== MATERIAL PROVIDED

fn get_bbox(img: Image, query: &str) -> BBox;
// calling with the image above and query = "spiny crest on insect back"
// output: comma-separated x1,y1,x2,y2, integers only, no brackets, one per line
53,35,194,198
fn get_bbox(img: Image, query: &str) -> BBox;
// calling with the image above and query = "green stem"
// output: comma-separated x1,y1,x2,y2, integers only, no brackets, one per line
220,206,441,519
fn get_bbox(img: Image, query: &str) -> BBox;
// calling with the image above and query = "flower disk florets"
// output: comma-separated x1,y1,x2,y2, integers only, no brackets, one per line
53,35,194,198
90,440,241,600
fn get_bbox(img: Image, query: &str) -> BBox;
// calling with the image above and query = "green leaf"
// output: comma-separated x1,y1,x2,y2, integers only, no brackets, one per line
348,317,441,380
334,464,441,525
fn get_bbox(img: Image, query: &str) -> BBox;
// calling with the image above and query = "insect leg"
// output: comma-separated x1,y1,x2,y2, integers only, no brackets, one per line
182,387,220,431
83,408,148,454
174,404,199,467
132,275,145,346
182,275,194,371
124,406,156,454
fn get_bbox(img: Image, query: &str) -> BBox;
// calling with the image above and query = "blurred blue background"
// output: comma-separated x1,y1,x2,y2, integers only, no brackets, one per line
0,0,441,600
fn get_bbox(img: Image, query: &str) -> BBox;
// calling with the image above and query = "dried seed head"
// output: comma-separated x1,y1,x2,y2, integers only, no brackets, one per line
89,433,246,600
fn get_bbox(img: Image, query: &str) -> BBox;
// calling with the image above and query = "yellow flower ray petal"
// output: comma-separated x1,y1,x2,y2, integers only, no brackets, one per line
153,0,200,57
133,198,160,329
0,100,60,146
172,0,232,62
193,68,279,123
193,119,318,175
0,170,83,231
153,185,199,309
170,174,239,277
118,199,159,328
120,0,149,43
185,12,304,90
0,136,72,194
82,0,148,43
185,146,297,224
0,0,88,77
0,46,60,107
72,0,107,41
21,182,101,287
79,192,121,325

====

**WORK INSTRUCTIONS**. Report each line of the entries above that contains the word "green", copying the whole line. Only matches with the same capitalization count.

**TASK RESPONSE**.
// calling with the image above and query = "green stem"
// calling with the image above and query = "green leaf"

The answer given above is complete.